The message type will be set to SUBSCRIBE_STREAM (1) if the client wants to receive the media in stream mode (via QUIC streams), or SUBSCRIBE_DATAGRAM (2) if receiving in datagram mode. If in datagram mode, the client must select a datagram stream id that is not yet used for any other media stream.

The origin field in the name identifies the Origin server for which this subscription is targeted. name identified the fully formed name or wildcard name along with the appropriate bitmask length.

The intent field specifies how the Relay Function should provided the named objects to the client. Following options are defined for the intent

  • immediate: Deliver any new objects it receives that match the name

  • catch_up: Deliver any new objects it receives and in addition send any previous objects it has received that matches the name.

  • wait_up: Wait until an object that has a objectId that matches the name is received then start sending any objects that match the name.

7.2.1.1. Aggregating Subscriptions

Subscriptions are aggregated at entities that perform Relay Function. Aggregating subscriptions helps reduce the number of subscriptions for a given named object in transit and also enables efficient distribution of published media with minimal copies between the client and the origin server/ or other relays, as well as reduce the latencies when there are multiple subscribers for a given named object behind a given cloud server.

[Extracted data]:
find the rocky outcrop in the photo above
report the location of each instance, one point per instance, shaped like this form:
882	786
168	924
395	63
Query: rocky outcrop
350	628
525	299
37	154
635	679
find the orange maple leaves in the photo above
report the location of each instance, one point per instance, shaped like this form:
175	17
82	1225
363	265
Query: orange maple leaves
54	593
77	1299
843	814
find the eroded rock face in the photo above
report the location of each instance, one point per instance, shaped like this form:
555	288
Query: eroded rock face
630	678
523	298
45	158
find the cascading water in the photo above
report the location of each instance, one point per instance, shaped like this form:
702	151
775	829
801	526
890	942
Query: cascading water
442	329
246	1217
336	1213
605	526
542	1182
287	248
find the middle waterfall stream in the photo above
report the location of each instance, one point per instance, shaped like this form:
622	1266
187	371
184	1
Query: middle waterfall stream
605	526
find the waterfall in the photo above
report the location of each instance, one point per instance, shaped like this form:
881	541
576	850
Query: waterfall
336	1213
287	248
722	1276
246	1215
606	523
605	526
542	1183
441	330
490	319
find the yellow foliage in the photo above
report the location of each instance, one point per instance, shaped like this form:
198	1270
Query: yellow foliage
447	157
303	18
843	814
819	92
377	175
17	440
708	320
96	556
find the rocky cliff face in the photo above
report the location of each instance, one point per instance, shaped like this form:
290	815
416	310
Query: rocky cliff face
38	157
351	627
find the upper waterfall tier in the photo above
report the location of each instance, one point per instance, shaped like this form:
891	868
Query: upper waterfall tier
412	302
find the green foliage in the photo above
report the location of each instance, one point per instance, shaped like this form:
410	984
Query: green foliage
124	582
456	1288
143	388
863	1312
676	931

[Exercise task]: Continue the protocol passage on media subscriptions and relays from its last sentence.

[Solved problem]:
7.2.1.2. Wildcard Names

The names used in quicr_subscribe_message can be truncated by skipping the right most segments of the name that is application specific, in which case it will act as a wildcard subscription to all names that match the provided part of the name. The same is indicated via bitmask associated with the name in quicr_subscribe_message. Wildcard search on Relay(s) thus turns into a bitmask at the appropriate bit location of the hashed name.

7.2.2. SUBSCRIBE_REPLY Message

A quicr_subscribe_reply provides result of the subscription.

enum response
{
  ok(0),
  expired(1)
  fail(2),
  redirect(2)
}

quicr_subscribe_reply
{
    Response response
    [Reason Phrase Length (i),
    [Reason Phrase (..)],
}

A response of ok indicates successful subscription, for failed or expired responses, "Reason Phrase" shall be populated with appropriate reason. An response of redirect informs the client that relay is no longer serving the subscriptions and client should retry to the alternate relay provided in the redirect message.

7.2.3. PUBLISH_INTENT Message.

The quicr_publish_intent_message indicates the names chosen by a Publisher for transmitting named objects within a session. This message is sent to the Origin Server whenever a given publisher intends to publish on a new name (which can be at the beginning of the session or during mid session). This message is authorized at the Origin server and thus requires a mechanism to setup the initial trust (via out of band) between the publisher and the origin server.

quicr_publish_intent_message {
 *     message_type(i),
 *     name_length(i),
 *     name(...)
 *     datagram_capable(i)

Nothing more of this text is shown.